Aim of the exercise: Search the entries below for the string "table" and copy the lines that hold it.

Material for this exercise:
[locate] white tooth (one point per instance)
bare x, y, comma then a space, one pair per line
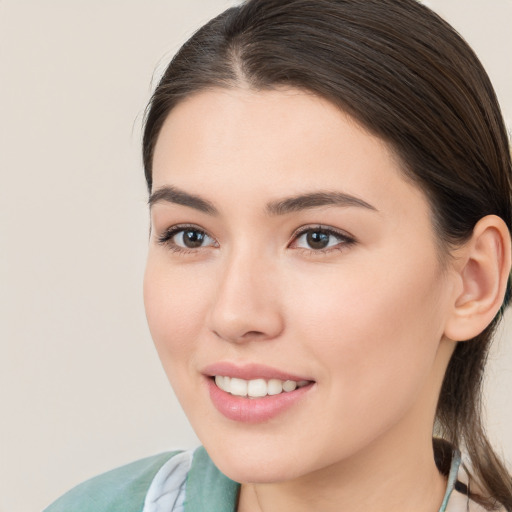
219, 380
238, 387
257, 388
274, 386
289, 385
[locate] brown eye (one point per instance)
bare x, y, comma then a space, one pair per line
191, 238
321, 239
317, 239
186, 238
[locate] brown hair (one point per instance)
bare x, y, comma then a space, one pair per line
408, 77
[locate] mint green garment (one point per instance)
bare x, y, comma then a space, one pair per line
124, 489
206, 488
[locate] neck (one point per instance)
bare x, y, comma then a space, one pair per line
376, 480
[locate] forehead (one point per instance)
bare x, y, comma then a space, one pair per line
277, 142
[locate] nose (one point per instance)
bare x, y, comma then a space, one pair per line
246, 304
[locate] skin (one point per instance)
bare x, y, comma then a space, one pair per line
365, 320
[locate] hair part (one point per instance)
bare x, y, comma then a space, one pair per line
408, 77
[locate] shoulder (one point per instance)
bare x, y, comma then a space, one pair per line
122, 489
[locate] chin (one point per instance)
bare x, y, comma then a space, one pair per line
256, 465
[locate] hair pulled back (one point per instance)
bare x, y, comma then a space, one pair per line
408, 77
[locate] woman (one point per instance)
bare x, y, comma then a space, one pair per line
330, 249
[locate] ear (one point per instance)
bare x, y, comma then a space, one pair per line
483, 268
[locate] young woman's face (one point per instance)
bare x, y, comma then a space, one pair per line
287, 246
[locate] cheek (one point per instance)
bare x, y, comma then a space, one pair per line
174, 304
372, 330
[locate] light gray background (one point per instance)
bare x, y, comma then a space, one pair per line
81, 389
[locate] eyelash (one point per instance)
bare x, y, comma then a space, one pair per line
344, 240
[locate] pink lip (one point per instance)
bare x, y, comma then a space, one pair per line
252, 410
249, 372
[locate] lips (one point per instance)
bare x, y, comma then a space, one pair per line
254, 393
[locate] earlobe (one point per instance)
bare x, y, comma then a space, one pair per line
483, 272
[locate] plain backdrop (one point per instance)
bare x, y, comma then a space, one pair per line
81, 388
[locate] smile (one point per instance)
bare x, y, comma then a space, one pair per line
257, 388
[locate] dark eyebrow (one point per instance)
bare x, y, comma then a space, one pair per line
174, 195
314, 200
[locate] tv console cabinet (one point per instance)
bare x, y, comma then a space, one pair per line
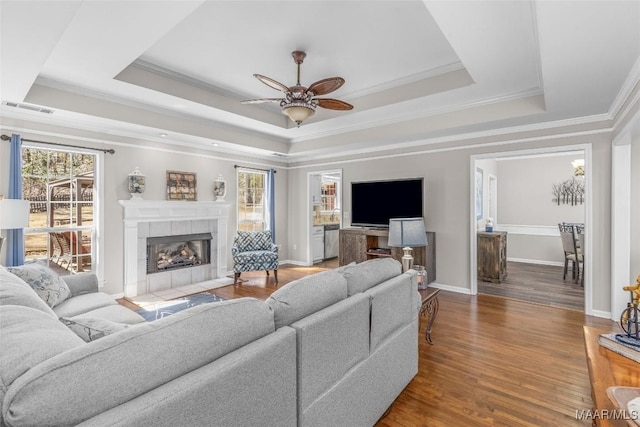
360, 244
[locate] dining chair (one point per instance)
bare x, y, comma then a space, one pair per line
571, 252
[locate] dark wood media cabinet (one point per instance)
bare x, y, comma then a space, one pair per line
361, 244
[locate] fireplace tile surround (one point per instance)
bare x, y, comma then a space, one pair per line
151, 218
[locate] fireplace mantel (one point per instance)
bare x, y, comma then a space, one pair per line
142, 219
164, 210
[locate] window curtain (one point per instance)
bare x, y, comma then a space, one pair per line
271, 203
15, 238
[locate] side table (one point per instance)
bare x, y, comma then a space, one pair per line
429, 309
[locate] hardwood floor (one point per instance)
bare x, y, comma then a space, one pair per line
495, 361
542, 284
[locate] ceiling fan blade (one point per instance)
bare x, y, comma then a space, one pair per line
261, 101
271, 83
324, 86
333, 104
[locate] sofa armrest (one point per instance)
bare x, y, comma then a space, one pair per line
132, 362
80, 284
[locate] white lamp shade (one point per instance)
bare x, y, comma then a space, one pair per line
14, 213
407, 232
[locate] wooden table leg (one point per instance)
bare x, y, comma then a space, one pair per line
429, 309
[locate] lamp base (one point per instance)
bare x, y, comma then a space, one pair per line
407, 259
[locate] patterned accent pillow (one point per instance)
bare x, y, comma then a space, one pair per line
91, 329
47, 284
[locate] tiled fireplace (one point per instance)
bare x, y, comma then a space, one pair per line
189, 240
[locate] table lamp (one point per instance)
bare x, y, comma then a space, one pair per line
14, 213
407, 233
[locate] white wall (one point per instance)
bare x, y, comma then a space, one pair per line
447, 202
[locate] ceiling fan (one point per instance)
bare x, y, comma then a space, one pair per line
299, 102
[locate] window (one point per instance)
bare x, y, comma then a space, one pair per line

Exercise solution:
[locate] side table (one point per instance)
[locate] wooden table leg (one point per instance)
[locate] table lamp (one point per instance)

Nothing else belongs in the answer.